* [LIST OF TASKS]:
#1 Repeat the stretch of the Budget Bodies thread from "Laurie found waldo....." through "another dozen bodies.".
#2 Answer these questions from the Budget Bodies thread, one a line.
(a) About how much did each body cost to make?
(b) What color pants did dave the dead wear when posing among the bodies in the haunt?
(c) Where was the cheap colored duct tape from?

* [DOCUMENT TEXT]:

########

# Budget Bodies



## dave the dead

I came up with this idea last year when I needed to make a butt-load of bodies for a meat-locker type room. If you can get on good terms with your local furniture retailer, there is alway going to be an abundance of body building scrap that they will let you have for free (ask nicely folks....this is an awesome resource!!) These bodies ended up costing me about *30 cents each*....just the price of the tape used to wrap them up and a few squirts of red paint!
I don't know if a how-to is really necessary, but let me know if you have any questions.....

Packing Foam ( EVERYTHING comes wrapped in this stuff.....free-free-free)
Plastic bags (sofa or mattress packing....free-free-free!)
red spraypaint
colored duct taped (cheapo from Biglots)

Body forms wrapped up and ready to bag









A few hanging in my front yard (yes, my neighbors love me)









the group laid out and ready to go to the haunt.....which one is real?









in the haunt!


----------



## Lauriebeast

Geeze dave, those look sweet! I think the one in the denim pants just might be real, but then again, knowing you, maybe not


----------



## Beepem

wow those are pretty cool


----------



## Sickie Ickie

I hadn't thought of this. Nice tips, man!


----------



## Lilly

Good thinking there Dave...


----------



## Richie

Holy cow, those look real!


----------



## Dr Morbius

THose always give me a chuckle. I'm just sick that way.


----------



## dacostasr

Very GOOD idea!!! Time to start collecting packing stuff from work...my wife will love it...lol

Dennis


----------



## dave the dead

Lauriebeast said:


> I think the one in the denim pants just might be real, but then again, knowing you, maybe not


Laurie found waldo.....

Ya know....in the actual haunt, I was dressed up as one of the bodies.....he he he......I wore black pants so my legs couldnt be seen, and had someone wrap me up just like the other dummies, including the duct tape, and just stood amongst the bodies....... 
The room was dark exept for a stobe, so you couldn't tell I was there until I let out a huge scream of pain.....then they had to try to find their way out of the room through another dozen bodies.


----------



## turtle2778

Dave now that is just sick sick sick....i definately gotta try that one. TOO FUNNY!!


----------



## Doomsday Cult Leader

Niiice!


----------



## Haunted Bayou

Me and Morbius must think alike. I'm sitting here laughing and thinking OMG those look real. LOL!


----------



## dave the dead

Haunted Bayou said:


> Me and Morbius must think alike. I'm sitting here laughing and thinking OMG those look real. LOL!


Ok, now I just HAVE to know.....what is it about these that's making you guys laugh?


----------



## slimy

If you hung up Morbius and Haunted Bayou, now THAT would make me laugh.......

Bodies look great Dave. Good use of materials. Turned out VERY nice.


----------



## Frighteners Entertainment

Very good use of materials!


----------



## Haunted Bayou

Hey Dave,
Can't say for sure. I guess because I know they are fake but they look so real. It is a laugh of appreciation.

It is a good question. A really good gory prop usually draws a chuckle from me. Scareshack's gory challenge entry did the same thing. Usually, it is a laugh followed by, "That is awesome!" Maybe I should be psychoanalyzed or something but I think it is part of my morbid sense of humor. I know the prop was built to freak people out, and if it is done well then I appreciate it.

Trust me, it is not meant to be insulting to your work. I called my hubby in from the other room to look at your pics. He thought they looked real too.

########

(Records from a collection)
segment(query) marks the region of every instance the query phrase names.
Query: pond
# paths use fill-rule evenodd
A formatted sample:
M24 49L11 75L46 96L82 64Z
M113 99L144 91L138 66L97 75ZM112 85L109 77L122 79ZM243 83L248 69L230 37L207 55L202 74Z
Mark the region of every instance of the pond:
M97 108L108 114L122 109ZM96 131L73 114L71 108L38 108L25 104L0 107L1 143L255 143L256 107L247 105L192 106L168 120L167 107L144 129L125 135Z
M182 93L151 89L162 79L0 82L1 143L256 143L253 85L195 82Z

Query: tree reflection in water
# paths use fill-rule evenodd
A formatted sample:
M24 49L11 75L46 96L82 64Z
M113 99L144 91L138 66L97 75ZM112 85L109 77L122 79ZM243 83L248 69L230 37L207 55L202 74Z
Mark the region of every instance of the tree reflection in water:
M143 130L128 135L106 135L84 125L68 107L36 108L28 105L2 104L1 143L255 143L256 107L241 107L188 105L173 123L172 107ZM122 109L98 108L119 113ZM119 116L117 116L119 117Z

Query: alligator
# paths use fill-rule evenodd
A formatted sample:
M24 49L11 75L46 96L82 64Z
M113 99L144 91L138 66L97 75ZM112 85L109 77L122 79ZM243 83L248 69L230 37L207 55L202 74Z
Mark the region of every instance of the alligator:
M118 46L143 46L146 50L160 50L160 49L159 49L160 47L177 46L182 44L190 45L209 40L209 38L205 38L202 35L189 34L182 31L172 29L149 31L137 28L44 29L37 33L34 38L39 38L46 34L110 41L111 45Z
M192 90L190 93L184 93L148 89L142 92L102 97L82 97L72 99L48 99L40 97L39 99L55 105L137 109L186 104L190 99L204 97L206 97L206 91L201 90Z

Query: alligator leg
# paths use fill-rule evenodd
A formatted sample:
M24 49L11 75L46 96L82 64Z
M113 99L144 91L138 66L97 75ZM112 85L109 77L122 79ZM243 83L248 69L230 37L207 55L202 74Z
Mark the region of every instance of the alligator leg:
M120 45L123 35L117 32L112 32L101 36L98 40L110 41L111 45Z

########

* [RESPONSES FOR EACH TASK]:
#1
Laurie found waldo.....

Ya know....in the actual haunt, I was dressed up as one of the bodies.....he he he......I wore black pants so my legs couldnt be seen, and had someone wrap me up just like the other dummies, including the duct tape, and just stood amongst the bodies....... 
The room was dark exept for a stobe, so you couldn't tell I was there until I let out a huge scream of pain.....then they had to try to find their way out of the room through another dozen bodies.

#2
(a) About 30 cents each
(b) Black
(c) Biglots